[Stored data entries]

--- START ---

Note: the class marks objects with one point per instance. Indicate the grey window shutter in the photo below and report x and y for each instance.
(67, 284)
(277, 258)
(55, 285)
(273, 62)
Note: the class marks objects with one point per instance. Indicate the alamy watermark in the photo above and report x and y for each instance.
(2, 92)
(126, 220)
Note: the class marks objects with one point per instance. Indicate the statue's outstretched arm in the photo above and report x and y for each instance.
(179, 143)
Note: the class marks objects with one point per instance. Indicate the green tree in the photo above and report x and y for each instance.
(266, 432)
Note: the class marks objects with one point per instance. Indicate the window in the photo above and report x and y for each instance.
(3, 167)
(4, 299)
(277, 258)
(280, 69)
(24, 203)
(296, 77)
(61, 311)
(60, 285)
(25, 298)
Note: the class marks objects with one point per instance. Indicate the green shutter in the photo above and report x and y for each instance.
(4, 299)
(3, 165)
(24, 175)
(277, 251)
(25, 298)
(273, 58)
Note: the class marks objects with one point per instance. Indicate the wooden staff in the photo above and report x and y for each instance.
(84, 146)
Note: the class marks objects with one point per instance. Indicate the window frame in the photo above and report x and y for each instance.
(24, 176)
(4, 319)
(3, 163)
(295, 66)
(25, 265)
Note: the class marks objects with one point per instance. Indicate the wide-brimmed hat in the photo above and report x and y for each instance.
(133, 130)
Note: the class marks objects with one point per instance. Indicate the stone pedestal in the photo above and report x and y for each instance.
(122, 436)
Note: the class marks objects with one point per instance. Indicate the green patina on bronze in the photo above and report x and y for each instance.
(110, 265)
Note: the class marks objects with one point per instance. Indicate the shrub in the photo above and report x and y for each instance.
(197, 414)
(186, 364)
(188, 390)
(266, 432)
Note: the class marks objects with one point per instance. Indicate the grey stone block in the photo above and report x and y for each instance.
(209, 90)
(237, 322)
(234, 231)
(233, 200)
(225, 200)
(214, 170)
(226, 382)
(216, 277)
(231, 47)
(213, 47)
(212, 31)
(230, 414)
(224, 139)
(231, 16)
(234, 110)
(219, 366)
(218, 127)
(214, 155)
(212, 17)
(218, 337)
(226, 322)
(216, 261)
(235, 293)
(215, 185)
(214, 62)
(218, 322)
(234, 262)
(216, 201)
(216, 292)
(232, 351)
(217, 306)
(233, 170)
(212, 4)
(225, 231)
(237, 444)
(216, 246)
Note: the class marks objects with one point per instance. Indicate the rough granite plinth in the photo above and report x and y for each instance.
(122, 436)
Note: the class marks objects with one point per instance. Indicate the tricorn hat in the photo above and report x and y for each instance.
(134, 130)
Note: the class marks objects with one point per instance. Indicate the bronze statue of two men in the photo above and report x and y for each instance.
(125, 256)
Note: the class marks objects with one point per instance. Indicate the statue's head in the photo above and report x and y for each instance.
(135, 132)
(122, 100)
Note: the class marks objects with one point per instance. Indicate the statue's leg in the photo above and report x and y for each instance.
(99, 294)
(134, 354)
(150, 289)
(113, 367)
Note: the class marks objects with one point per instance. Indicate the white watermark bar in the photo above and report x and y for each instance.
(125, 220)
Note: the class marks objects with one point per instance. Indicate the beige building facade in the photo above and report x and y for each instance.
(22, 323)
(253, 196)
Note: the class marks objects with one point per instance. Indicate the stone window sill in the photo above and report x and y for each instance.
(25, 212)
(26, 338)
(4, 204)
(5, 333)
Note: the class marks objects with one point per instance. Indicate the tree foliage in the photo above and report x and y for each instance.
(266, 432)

--- END ---

# [What you are asked to do]
When you reach the line containing "the statue's leg" in the data above, retype it and each line after it through the final one, exactly as written.

# [Result below]
Note: the class marks objects with one point per instance. Indicate the statue's leg in the photo above and report x and y for each instance.
(99, 294)
(134, 354)
(150, 289)
(113, 367)
Note: the class marks objects with one point per instance. Indicate the white watermark bar in the photo above and report x and y for each instance.
(125, 220)
Note: the class marks objects with one point per instance. Indicate the beige building facade in the photo above and report x and y for each instance.
(22, 323)
(253, 196)
Note: the class marks objects with one point per instance. Indicate the stone window sill in the photo above and report x and y for each instance.
(25, 212)
(26, 338)
(4, 204)
(5, 333)
Note: the class marks objects with one point per instance. Indicate the tree foliage in the photo above and report x and y for each instance.
(266, 432)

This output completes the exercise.